• **Exercise prompt**:
From the line containing "Study the photo above. For every instance of the text" through the end of the records, reproduce every line, requests included, multiplying each coordinate in the answers by 1.9 and rounding to the nearest whole number, with halves rounded up. Omit the pictures from your answer.

[Pointing records]

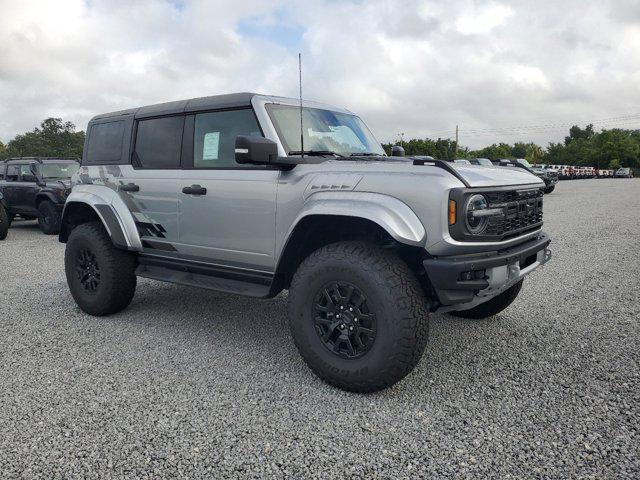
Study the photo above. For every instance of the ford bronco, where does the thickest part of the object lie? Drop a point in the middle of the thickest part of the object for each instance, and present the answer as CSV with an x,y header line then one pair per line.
x,y
253,194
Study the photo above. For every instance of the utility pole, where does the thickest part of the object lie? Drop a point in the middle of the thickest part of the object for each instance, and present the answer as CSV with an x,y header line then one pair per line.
x,y
456,154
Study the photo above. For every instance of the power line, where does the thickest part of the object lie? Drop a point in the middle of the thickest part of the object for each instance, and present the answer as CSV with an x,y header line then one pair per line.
x,y
619,120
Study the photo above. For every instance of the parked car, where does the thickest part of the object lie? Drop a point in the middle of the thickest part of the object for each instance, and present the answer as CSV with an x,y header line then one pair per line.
x,y
223,193
4,218
603,173
37,188
623,173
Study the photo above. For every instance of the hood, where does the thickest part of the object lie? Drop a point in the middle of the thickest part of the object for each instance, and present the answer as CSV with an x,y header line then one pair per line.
x,y
480,176
474,175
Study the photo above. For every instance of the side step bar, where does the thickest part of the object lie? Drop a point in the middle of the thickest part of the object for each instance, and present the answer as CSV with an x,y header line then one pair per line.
x,y
222,279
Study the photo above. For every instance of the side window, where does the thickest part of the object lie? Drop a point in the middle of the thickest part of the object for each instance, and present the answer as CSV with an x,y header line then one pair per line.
x,y
215,137
26,174
105,143
158,143
13,173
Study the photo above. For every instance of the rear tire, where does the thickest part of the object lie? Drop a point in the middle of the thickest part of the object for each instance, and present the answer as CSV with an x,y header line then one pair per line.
x,y
48,218
4,223
363,354
493,306
101,278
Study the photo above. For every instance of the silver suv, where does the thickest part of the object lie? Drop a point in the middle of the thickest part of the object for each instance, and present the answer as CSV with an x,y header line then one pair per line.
x,y
252,194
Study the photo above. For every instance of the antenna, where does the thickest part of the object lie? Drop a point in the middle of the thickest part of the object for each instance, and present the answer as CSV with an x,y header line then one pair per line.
x,y
300,82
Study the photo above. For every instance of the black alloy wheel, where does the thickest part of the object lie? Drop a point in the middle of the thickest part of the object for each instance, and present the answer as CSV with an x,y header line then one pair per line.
x,y
88,270
343,320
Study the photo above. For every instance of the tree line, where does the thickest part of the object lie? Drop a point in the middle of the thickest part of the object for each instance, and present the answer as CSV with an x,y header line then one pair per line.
x,y
583,146
53,138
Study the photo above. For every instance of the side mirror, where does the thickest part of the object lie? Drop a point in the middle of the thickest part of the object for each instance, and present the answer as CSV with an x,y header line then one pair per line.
x,y
255,150
397,151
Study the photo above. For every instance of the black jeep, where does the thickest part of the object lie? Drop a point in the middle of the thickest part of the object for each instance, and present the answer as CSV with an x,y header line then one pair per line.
x,y
36,188
4,219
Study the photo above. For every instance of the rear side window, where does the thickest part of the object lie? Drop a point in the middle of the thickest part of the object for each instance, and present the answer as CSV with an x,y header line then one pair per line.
x,y
215,137
13,173
158,143
105,143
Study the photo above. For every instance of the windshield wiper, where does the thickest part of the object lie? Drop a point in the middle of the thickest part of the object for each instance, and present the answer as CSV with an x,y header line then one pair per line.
x,y
315,153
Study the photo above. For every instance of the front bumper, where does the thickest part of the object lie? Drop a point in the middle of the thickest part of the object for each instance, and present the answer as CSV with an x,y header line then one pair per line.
x,y
468,279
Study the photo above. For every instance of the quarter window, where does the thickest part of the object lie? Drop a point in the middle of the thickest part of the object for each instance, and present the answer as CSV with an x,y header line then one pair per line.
x,y
13,173
105,143
215,137
158,143
26,173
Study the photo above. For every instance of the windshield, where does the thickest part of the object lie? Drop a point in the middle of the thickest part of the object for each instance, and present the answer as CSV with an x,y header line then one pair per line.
x,y
58,170
524,162
322,130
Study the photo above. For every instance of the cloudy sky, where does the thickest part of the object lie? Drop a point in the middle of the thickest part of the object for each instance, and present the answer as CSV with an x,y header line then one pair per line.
x,y
501,70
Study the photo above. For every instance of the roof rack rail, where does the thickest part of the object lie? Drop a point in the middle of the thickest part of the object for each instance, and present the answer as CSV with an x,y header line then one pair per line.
x,y
445,166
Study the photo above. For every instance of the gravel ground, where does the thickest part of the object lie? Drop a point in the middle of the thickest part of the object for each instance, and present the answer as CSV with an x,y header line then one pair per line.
x,y
189,383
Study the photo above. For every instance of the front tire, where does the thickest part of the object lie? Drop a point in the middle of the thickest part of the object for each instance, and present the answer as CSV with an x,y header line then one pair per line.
x,y
48,218
493,306
101,278
358,316
4,223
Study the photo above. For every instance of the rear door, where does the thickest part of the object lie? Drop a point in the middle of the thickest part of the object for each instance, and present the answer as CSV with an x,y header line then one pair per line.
x,y
227,210
26,190
149,186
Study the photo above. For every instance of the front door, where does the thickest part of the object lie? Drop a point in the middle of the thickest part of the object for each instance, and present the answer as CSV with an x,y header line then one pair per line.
x,y
227,211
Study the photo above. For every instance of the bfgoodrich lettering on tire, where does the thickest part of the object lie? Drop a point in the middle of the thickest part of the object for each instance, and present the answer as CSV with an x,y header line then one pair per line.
x,y
358,316
101,278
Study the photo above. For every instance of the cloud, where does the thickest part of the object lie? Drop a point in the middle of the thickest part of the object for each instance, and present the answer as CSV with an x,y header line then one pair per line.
x,y
419,67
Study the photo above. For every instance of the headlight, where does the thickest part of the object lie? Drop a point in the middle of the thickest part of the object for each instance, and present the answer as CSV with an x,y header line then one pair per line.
x,y
475,215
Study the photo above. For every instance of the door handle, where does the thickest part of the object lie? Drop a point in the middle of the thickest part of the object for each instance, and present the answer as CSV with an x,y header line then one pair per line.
x,y
131,187
194,190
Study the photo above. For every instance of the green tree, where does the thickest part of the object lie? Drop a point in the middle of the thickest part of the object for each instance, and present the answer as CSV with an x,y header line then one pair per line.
x,y
54,138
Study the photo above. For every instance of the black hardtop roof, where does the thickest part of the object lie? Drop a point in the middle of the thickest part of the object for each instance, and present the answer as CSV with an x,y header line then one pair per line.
x,y
231,100
38,159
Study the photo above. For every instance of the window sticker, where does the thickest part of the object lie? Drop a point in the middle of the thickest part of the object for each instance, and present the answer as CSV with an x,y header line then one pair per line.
x,y
211,146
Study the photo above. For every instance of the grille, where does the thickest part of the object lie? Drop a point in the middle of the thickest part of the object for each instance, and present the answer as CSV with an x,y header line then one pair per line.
x,y
522,211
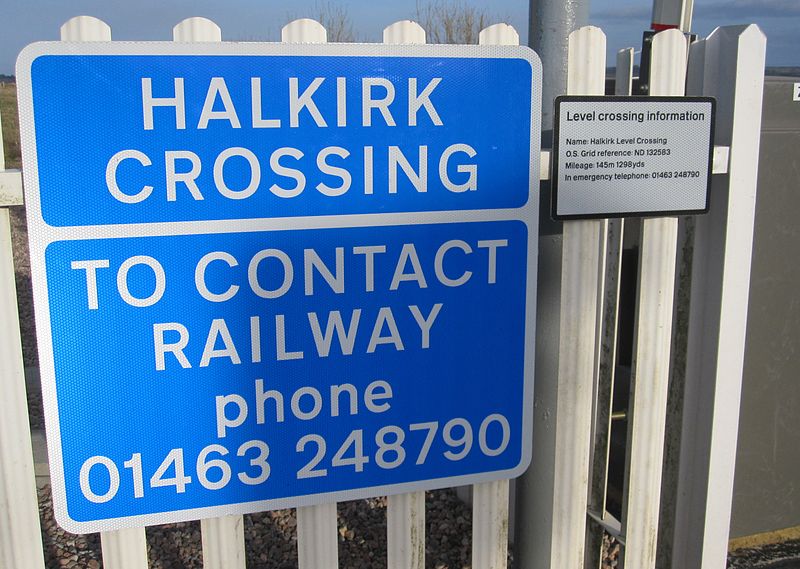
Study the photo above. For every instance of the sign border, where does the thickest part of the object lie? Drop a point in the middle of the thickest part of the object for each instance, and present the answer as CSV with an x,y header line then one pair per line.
x,y
42,234
622,99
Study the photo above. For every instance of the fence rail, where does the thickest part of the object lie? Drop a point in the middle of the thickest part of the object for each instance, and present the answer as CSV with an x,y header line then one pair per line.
x,y
727,65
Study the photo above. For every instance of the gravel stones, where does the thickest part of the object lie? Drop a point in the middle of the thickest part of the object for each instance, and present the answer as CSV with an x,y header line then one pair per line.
x,y
271,538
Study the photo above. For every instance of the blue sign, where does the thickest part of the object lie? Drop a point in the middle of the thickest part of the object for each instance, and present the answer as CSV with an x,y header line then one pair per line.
x,y
279,277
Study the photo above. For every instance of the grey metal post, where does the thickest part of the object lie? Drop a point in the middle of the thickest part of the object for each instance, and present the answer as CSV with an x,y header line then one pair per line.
x,y
551,22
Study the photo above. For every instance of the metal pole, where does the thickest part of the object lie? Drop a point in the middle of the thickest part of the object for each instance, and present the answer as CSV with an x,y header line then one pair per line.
x,y
551,22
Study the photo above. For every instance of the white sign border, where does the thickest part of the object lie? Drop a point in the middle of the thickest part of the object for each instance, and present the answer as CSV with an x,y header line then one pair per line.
x,y
41,235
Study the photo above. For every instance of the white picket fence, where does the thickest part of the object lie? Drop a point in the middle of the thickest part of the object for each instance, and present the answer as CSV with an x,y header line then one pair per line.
x,y
552,534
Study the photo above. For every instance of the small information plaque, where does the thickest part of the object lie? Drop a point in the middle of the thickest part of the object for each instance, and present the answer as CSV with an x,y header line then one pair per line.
x,y
631,156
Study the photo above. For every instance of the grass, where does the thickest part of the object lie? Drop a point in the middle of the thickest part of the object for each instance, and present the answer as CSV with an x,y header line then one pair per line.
x,y
10,121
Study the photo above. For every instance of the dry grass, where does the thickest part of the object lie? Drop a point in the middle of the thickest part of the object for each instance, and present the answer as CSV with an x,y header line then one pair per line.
x,y
10,120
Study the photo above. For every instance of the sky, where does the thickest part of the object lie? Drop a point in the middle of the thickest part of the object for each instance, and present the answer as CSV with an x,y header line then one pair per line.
x,y
27,21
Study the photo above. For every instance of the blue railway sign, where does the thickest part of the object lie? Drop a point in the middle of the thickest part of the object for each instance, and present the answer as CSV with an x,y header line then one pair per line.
x,y
275,275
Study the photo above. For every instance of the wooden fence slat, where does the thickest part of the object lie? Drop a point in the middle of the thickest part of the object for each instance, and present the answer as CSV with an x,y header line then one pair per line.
x,y
196,29
122,549
405,531
732,59
490,525
317,538
650,374
404,32
581,289
406,512
304,30
317,542
20,533
223,542
490,500
223,538
85,28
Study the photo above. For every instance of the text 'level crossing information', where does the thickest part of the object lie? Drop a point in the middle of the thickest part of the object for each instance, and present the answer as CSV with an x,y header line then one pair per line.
x,y
631,156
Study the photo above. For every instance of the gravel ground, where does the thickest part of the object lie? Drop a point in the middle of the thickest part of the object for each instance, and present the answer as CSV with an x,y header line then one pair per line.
x,y
271,538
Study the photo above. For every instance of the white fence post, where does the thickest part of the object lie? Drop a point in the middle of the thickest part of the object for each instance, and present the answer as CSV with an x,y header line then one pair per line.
x,y
223,538
653,336
581,290
20,533
405,515
490,499
317,541
123,549
732,63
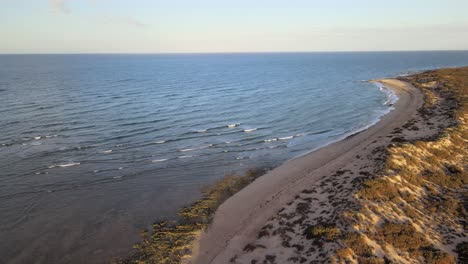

• **Complete output**:
Study the photo above. For every instance of the text 'level crossing information', where does the thickest part of the object lie? Drop a point in the middle of the thickest part of the object for each instance, and present the answer as CSV with an x,y header line then one pair per line.
x,y
1199,296
Study the photo above. For every instance of the gravel ground, where does the thickest part of the object lie? Drop a point in the middle of the thickest part of the object for each instance, and present the answer as CSV with an x,y header line then one pair per line.
x,y
515,1022
Study the photo above. For every instance of the white fence post, where does the thickest part of the object lie? Drop a point in the middle of the thickest part of the object for each instance, and present the answer as CSV with an x,y header line then one pair per line.
x,y
424,1022
1241,638
1104,551
38,1013
770,979
931,948
602,1028
234,1043
1391,120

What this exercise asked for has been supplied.